> **WORK ITEM**:
Lines, not repeats, are what count: give the number of lines below that hold "instance", and nothing more.

> **RECORDS SHOWN**:
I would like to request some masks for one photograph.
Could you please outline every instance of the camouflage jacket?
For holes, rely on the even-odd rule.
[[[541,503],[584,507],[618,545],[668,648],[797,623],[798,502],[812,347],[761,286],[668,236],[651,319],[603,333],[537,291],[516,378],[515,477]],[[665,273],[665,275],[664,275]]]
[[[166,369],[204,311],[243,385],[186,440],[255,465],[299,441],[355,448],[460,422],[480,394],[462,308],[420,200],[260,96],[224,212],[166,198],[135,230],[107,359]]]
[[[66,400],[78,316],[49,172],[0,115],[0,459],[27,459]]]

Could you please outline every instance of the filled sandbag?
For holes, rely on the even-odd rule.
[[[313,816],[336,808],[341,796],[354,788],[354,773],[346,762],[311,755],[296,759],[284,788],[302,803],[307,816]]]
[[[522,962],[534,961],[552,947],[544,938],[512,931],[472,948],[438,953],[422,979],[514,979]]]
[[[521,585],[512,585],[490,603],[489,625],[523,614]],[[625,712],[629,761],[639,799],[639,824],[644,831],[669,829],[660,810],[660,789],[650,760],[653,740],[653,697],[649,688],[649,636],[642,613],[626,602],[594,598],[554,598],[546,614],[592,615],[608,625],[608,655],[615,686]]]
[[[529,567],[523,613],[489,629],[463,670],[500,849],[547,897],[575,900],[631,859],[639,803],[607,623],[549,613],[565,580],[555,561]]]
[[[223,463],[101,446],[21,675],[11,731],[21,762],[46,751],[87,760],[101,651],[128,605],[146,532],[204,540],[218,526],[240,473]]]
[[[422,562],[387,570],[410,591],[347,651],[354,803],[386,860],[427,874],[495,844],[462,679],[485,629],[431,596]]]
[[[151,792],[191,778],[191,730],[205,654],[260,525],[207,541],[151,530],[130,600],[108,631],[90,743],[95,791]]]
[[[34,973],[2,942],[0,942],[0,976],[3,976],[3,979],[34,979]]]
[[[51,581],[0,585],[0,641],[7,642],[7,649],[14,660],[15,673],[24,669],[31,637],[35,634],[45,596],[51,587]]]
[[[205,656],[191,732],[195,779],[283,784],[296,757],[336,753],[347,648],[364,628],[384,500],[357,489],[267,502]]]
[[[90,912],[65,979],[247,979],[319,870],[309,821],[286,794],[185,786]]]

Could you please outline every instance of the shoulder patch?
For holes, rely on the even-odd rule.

> **EXPECTED OUTPUT**:
3